## [TASK GOAL]
Restate word for word the lines that run from the one containing "Every instance of" to the last line of the data, both ends included.

[DATA TO PROCESS — start]

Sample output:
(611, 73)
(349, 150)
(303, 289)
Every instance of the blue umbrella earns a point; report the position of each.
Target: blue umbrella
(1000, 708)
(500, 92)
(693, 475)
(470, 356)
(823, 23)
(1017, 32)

[DATA TO PROCESS — finish]

## [RESPONSE FOR THIS EXERCISE]
Every instance of the blue umbrella earns a point; report the position of each.
Target: blue umbrella
(1000, 708)
(500, 92)
(693, 475)
(470, 356)
(823, 23)
(1017, 32)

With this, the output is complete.